■ **PROBLEM STATEMENT**:
Every line from the line containing "positive clicks: (343, 291)" through the final line below must be returned exactly, and no other line.

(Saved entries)
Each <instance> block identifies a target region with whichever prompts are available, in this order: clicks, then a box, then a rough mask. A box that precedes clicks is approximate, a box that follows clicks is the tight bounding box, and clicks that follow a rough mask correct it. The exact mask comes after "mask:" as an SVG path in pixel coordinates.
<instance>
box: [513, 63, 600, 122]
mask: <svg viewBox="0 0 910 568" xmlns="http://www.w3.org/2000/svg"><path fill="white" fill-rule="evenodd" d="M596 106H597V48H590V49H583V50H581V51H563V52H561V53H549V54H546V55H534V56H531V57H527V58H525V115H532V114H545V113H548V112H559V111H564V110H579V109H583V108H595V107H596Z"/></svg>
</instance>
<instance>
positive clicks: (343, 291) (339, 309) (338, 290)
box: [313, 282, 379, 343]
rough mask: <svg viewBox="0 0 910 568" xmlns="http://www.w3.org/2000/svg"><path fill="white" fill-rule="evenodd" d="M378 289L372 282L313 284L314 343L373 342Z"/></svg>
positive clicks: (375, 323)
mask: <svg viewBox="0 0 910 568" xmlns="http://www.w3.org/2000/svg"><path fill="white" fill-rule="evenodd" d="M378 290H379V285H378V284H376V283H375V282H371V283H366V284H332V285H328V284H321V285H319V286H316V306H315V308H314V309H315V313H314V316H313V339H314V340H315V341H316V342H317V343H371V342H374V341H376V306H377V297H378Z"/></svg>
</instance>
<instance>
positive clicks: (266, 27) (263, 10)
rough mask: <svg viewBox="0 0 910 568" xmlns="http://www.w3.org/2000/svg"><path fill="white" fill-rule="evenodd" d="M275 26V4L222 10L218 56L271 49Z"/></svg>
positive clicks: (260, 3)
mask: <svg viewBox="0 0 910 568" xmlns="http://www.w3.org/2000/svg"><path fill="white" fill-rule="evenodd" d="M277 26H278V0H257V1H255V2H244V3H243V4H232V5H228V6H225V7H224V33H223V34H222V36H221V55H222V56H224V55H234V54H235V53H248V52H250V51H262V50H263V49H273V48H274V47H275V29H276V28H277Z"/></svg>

■ **ANSWER AREA**:
positive clicks: (343, 291) (339, 309) (338, 290)
box: [313, 282, 379, 343]
rough mask: <svg viewBox="0 0 910 568" xmlns="http://www.w3.org/2000/svg"><path fill="white" fill-rule="evenodd" d="M378 289L372 282L313 284L314 343L373 342Z"/></svg>
positive clicks: (375, 323)
mask: <svg viewBox="0 0 910 568" xmlns="http://www.w3.org/2000/svg"><path fill="white" fill-rule="evenodd" d="M378 290H379V285H378V284H376V283H375V282H371V283H366V284H332V285H328V284H321V285H319V286H316V306H315V308H314V309H315V313H314V316H313V339H314V340H315V341H316V342H317V343H371V342H374V341H376V306H377V297H378Z"/></svg>
</instance>
<instance>
positive clicks: (266, 27) (263, 10)
rough mask: <svg viewBox="0 0 910 568" xmlns="http://www.w3.org/2000/svg"><path fill="white" fill-rule="evenodd" d="M275 26V4L222 10L218 56L271 49Z"/></svg>
positive clicks: (260, 3)
mask: <svg viewBox="0 0 910 568" xmlns="http://www.w3.org/2000/svg"><path fill="white" fill-rule="evenodd" d="M277 26H278V0H257V1H255V2H244V3H243V4H232V5H228V6H225V7H224V33H223V34H222V36H221V55H222V56H224V55H234V54H235V53H248V52H250V51H262V50H263V49H273V48H274V47H275V29H276V28H277Z"/></svg>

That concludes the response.